* [SET PROBLEM]:
Reproduce all records verbatim.

begin

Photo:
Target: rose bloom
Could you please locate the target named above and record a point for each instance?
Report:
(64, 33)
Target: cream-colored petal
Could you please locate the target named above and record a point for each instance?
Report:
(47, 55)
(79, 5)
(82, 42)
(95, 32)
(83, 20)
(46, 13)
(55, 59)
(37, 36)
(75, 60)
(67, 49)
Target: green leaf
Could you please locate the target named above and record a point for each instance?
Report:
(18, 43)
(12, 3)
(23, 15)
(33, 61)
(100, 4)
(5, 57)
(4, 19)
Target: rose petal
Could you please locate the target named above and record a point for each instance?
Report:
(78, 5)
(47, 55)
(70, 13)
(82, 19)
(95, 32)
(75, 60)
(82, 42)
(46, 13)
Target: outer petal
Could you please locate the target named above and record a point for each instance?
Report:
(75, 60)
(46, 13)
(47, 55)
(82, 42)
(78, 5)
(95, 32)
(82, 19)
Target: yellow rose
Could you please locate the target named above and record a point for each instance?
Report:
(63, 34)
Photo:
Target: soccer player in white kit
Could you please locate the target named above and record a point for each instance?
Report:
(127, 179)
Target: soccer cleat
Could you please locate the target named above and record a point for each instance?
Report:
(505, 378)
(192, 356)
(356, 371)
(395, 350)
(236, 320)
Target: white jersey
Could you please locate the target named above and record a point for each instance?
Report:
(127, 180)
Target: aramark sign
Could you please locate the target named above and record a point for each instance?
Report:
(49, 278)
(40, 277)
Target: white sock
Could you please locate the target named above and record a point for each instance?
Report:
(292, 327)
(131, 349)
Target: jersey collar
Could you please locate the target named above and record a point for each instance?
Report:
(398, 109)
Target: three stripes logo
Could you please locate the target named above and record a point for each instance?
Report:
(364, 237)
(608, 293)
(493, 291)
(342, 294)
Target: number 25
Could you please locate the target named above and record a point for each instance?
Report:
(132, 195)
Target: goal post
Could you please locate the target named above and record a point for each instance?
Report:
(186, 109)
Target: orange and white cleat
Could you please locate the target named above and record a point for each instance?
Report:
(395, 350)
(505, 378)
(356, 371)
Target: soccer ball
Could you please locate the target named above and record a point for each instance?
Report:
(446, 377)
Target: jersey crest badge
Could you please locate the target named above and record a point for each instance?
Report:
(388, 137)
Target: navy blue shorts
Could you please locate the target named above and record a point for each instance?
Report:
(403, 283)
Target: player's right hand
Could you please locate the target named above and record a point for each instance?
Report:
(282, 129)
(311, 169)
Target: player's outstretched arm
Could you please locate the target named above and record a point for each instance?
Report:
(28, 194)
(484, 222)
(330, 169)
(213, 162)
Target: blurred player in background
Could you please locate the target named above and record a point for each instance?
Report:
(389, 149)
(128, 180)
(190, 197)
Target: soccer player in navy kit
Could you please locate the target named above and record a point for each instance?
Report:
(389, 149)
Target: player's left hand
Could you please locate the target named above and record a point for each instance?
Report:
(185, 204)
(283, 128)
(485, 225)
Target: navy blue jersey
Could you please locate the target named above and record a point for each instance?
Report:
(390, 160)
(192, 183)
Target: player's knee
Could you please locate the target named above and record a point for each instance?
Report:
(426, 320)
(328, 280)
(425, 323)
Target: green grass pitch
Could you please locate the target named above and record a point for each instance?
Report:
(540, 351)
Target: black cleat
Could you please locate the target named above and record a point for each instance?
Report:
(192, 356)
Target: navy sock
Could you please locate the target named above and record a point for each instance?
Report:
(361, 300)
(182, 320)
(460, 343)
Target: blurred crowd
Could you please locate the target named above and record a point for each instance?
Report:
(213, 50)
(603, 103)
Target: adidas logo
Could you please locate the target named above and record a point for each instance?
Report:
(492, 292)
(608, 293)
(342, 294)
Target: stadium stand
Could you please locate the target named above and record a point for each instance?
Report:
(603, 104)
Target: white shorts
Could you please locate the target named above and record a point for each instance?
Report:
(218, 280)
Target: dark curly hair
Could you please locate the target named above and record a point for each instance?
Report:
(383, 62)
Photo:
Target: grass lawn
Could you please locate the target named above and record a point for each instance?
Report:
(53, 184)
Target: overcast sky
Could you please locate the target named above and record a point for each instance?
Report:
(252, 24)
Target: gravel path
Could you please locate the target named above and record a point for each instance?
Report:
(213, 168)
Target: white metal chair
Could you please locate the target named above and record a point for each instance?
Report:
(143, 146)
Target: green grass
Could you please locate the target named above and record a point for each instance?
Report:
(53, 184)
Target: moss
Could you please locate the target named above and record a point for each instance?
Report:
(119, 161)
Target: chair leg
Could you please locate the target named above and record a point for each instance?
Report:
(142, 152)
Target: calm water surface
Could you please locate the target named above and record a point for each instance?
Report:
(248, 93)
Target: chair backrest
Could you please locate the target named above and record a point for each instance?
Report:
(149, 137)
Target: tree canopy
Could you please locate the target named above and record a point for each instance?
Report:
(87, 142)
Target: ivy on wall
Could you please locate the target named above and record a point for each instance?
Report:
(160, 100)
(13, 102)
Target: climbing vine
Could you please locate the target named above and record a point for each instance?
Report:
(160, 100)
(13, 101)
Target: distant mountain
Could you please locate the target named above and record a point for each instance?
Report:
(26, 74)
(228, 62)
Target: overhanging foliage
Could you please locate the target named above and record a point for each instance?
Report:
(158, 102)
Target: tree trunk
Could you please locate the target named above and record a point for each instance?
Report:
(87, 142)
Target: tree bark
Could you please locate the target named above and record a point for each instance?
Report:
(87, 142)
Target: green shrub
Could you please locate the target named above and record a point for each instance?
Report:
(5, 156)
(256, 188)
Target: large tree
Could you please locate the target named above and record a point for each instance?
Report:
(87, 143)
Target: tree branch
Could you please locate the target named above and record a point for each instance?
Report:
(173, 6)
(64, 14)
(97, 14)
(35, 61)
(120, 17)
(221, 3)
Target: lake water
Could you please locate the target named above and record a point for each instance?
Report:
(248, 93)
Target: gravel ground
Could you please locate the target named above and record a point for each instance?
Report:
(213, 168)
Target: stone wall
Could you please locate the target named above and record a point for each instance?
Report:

end

* [THE ANSWER]:
Photo:
Target: rose bloom
Could you please locate the target named above and record a point for each instance?
Report:
(64, 33)
Target: cream-colored petal
Could you please locate the target named above and record a point for each instance?
Report:
(47, 55)
(79, 5)
(82, 42)
(95, 32)
(83, 20)
(46, 13)
(55, 59)
(37, 36)
(75, 60)
(67, 49)
Target: green leaf
Could you please locate the target named above and record a point for each instance?
Report:
(18, 43)
(12, 3)
(23, 15)
(33, 61)
(100, 4)
(5, 57)
(4, 19)
Target: rose petal
Could you please locate the target named above and record a point for each instance?
Report:
(78, 5)
(47, 55)
(70, 13)
(82, 19)
(95, 32)
(75, 60)
(82, 42)
(46, 13)
Target: outer petal
Could you please locate the target named above and record a point for each instance?
Report:
(75, 60)
(46, 13)
(47, 55)
(82, 42)
(78, 5)
(95, 32)
(82, 19)
Target: yellow rose
Could you please locate the target named above and record a point for each instance?
Report:
(63, 34)
Photo:
Target: soccer player in white kit
Could you please locate the target named above and record a point for each instance?
Report:
(127, 179)
Target: soccer cleat
Could you please locate the target named above and record a point for each instance?
Report:
(505, 378)
(192, 356)
(356, 371)
(395, 350)
(236, 320)
Target: white jersey
Could you please locate the target named above and record a point for each instance?
Report:
(127, 180)
Target: aramark sign
Could you please locate the target named above and record a point for each instance?
Report:
(49, 278)
(40, 277)
Target: white sock
Could you please locate the target named above and record a point for each instance?
Report:
(292, 327)
(131, 349)
Target: jersey collar
Could you please locate the target named above and record a point for each instance?
Report:
(398, 109)
Target: three stripes logo
Could you please locate the target named above and record a point for each instance?
Report:
(364, 237)
(608, 293)
(493, 291)
(342, 294)
Target: number 25
Could you please locate the target named above and record a point for each instance?
Report:
(132, 195)
Target: goal post
Could you please locate the target named above and record a point for each instance?
Report:
(186, 109)
Target: orange and white cleat
Could you please locate the target named above and record a point for each instance?
Report:
(395, 350)
(505, 378)
(356, 371)
Target: soccer ball
Could you please locate the target named above and record a point for each instance?
Report:
(446, 377)
Target: jersey crest badge
Could you please locate the target named above and record a point for each instance?
Report:
(388, 137)
Target: navy blue shorts
Could you please locate the target named above and record a point for each instance?
Report:
(403, 283)
Target: player's right hand
Could you please locate the target named above and record a point for each instance?
Report:
(282, 129)
(311, 169)
Target: player's outstretched arm
Could you please locate the target named above and record a point for each instance?
Report:
(28, 194)
(484, 222)
(330, 169)
(213, 162)
Target: blurred player in background
Could you please locate the target named above and record a point for each instance?
Report:
(389, 149)
(128, 180)
(190, 197)
Target: soccer player in navy kit
Could you please locate the target named above and record a point for each instance?
Report:
(389, 149)
Target: player's left hand
Could you please locate the target named above and record a point for each instance?
Report:
(185, 204)
(283, 128)
(485, 225)
Target: navy blue jersey
Could you please locate the target named above and record a point for each instance?
Report:
(390, 160)
(192, 183)
Target: player's knee
Could you please locate the target named above and record a point for each instance?
Report:
(426, 320)
(328, 280)
(425, 323)
Target: green grass pitch
Could you please locate the target named above and record a point for each instance?
Report:
(540, 351)
Target: black cleat
Could you please locate the target named above and record a point for each instance?
Report:
(192, 356)
Target: navy sock
Could you please locate the target named above and record a point for each instance?
Report:
(361, 300)
(182, 320)
(460, 343)
Target: blurred crowd
Could you please locate the target named above and record a point for each instance?
Report:
(213, 50)
(603, 103)
Target: adidas logo
Could you please locate the target named above and record a point for each instance?
Report:
(492, 292)
(608, 293)
(342, 294)
Target: stadium stand
Could you please locate the target named above and record a point for each instance?
Report:
(603, 104)
Target: white shorts
Could you please locate the target named above and record a point for each instance?
Report:
(218, 280)
Target: dark curly hair
Could you please locate the target named above and record a point for each instance?
Report:
(383, 62)
Photo:
Target: grass lawn
Could you please locate the target named above and record a point for each instance?
Report:
(53, 184)
Target: overcast sky
Could you please locate the target named above and record a point for each instance?
Report:
(252, 24)
Target: gravel path
Could you please locate the target named above and record a point for each instance?
Report:
(213, 168)
Target: white metal chair
Could you please locate the target named above and record a point for each instance?
Report:
(143, 146)
Target: green grass
Could you please locate the target named above and record a point for each instance?
Report:
(53, 184)
Target: moss
Could you please locate the target named above and record a point for each instance?
Report:
(119, 161)
Target: chair leg
Could you please locate the target named above and record a point for each instance?
Report:
(142, 152)
Target: calm water surface
Could you please locate the target named above and record a point for each instance?
Report:
(248, 93)
Target: chair backrest
Could you please locate the target named above and record a point for each instance?
Report:
(149, 137)
Target: tree canopy
Could you please locate the target named above and record a point for each instance?
Report:
(87, 142)
Target: ivy on wall
Could you please locate the target named above and record a point for each instance?
Report:
(160, 100)
(13, 102)
Target: climbing vine
Could you please locate the target named above and record a point for each instance?
Report:
(160, 100)
(13, 101)
Target: distant mountain
Could you please locate the target named above and record a point for each instance?
Report:
(26, 74)
(228, 62)
Target: overhanging foliage
Could you please locate the target named above and record a point for each instance?
Report:
(158, 102)
Target: tree trunk
Could you please locate the target named above and record a point for each instance?
Report:
(87, 142)
Target: tree bark
Could you please locate the target named above and record a point for each instance?
Report:
(87, 142)
Target: green shrub
Could you please locate the target named above and record a point for each instance?
Report:
(5, 156)
(256, 188)
Target: large tree
Could you please locate the target named above and record a point for each instance?
Report:
(87, 143)
Target: tree branch
Could you please locate the target named above and record a point for each instance?
Report:
(173, 6)
(64, 14)
(97, 14)
(35, 61)
(120, 17)
(221, 3)
Target: lake water
Could you please locate the target named above and record a point for each instance?
Report:
(248, 93)
Target: gravel ground
Could you please locate the target named above and record a point for each instance?
Report:
(213, 168)
Target: stone wall
Could you please locate the target named above and record a point for each instance?
Report:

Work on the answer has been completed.